EXERCISE BRIEF:
Tally the lines in the data below in which the word "cloud" occurs, then give only the total.

DATA IN THIS EXERCISE:
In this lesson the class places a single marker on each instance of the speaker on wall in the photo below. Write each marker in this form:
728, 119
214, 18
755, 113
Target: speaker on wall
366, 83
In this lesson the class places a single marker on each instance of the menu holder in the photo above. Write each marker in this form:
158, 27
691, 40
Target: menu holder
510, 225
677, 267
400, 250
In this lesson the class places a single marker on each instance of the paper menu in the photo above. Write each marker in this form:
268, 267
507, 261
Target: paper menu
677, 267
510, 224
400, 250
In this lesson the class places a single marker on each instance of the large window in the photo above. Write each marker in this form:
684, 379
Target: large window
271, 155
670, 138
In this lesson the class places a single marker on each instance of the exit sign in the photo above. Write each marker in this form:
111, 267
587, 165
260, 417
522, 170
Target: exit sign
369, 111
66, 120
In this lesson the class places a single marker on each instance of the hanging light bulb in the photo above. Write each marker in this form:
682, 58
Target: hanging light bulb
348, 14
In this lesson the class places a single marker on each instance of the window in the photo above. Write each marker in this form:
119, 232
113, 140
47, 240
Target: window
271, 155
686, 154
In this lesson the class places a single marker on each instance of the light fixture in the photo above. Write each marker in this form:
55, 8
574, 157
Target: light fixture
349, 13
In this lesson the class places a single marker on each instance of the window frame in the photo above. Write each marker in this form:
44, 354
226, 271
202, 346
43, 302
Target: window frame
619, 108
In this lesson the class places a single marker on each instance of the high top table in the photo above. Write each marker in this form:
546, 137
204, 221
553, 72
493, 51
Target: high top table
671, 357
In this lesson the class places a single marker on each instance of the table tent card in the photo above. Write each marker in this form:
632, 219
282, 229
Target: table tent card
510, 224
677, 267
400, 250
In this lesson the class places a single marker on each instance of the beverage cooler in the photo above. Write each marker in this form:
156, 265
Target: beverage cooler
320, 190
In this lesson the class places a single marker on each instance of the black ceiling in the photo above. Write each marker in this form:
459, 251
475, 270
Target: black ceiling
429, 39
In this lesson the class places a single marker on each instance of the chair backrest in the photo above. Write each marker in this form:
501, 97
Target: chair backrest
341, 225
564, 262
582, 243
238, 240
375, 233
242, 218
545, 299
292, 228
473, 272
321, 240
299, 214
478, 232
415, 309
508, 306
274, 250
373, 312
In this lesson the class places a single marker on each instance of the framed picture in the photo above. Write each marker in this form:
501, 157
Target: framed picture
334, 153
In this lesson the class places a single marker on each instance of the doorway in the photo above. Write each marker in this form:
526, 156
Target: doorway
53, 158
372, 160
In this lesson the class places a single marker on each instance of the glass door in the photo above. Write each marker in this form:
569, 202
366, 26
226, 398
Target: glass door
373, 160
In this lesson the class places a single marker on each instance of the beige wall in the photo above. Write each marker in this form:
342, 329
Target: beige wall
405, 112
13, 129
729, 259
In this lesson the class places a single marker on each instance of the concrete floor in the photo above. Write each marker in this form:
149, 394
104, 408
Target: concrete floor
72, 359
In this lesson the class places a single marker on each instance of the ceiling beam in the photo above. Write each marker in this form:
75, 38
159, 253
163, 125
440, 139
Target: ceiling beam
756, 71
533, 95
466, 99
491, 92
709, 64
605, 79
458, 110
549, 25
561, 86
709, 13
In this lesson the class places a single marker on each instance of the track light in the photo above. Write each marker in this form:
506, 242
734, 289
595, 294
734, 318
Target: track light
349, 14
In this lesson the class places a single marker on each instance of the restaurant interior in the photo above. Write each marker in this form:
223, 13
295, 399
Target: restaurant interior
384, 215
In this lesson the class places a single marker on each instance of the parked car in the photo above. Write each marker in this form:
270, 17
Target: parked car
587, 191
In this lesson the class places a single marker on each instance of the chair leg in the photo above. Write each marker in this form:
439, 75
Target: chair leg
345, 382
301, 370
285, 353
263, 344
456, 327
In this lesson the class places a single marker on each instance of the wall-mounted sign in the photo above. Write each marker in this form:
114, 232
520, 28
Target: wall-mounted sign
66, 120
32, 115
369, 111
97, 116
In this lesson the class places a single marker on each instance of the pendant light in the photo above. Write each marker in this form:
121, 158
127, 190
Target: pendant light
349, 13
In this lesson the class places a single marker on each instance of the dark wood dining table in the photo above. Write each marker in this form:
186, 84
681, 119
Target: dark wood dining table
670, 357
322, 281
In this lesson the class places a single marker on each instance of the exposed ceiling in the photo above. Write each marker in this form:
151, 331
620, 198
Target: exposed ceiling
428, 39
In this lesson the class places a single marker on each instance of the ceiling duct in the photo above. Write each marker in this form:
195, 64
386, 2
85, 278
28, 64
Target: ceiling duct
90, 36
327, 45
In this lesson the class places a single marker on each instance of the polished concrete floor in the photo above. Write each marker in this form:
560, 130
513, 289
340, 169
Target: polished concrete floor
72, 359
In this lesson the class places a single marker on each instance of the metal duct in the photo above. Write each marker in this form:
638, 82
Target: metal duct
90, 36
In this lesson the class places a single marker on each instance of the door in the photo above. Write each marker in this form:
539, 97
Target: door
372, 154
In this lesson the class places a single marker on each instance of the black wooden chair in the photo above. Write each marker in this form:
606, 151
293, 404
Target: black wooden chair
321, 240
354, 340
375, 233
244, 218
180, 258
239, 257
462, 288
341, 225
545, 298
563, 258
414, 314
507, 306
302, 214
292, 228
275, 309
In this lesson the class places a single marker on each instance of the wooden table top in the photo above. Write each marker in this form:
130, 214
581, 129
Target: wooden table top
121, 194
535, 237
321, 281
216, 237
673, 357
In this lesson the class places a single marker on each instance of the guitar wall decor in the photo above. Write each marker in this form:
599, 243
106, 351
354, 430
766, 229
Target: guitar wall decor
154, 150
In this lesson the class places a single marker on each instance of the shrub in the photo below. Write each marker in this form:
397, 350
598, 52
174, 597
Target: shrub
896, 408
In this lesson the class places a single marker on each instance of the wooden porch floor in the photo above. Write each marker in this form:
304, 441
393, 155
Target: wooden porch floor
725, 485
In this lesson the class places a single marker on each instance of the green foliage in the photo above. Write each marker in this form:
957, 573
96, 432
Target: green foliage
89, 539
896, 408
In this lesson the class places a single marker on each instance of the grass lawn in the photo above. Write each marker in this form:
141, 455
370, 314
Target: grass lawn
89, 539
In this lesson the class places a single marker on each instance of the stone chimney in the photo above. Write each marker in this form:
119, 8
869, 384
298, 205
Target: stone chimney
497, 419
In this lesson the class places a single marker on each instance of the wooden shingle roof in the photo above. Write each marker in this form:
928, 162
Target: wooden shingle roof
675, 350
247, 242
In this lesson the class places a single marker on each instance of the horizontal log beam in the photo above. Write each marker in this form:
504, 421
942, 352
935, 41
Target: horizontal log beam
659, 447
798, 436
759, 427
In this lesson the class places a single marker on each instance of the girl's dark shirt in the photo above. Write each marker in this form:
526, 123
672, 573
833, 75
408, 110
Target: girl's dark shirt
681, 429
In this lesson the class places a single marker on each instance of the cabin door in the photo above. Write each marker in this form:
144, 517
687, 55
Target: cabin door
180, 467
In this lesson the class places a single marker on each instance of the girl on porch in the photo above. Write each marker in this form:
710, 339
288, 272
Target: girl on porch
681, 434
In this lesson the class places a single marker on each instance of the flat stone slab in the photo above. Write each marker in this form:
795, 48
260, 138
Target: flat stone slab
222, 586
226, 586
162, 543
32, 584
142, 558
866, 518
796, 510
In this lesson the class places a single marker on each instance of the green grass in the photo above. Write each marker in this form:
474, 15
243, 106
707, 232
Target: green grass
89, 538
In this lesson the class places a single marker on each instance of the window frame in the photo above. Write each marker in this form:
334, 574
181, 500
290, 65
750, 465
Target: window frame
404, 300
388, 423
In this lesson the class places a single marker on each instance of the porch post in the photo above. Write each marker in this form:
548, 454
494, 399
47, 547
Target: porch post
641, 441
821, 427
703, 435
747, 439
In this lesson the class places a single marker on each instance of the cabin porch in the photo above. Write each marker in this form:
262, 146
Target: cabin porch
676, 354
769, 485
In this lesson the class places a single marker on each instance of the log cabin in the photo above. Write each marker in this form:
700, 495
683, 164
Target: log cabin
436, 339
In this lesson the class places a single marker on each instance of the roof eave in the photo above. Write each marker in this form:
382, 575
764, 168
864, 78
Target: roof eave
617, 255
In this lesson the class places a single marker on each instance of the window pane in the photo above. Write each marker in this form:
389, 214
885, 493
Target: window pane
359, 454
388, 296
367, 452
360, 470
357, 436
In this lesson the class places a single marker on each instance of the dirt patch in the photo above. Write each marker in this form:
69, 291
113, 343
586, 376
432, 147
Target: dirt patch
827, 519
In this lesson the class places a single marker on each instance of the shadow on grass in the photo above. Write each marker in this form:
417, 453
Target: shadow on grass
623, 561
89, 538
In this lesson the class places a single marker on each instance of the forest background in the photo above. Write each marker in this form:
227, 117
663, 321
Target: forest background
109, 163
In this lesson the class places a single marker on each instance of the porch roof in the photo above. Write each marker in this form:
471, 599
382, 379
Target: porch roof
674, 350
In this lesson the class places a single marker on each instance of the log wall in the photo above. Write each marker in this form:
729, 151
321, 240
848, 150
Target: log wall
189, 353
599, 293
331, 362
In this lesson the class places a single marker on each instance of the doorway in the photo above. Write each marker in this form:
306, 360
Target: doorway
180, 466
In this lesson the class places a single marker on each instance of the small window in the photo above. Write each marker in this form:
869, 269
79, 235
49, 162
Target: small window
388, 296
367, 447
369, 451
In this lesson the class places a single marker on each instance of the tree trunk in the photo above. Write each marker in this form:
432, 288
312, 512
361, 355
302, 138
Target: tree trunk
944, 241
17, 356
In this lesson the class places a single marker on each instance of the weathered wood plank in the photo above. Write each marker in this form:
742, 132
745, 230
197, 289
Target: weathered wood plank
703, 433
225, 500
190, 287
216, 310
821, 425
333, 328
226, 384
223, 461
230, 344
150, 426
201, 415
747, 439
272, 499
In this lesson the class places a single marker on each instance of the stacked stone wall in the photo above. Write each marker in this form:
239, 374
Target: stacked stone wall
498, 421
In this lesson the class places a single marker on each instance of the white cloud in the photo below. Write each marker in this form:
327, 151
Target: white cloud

RESULT OF THIS EXERCISE:
2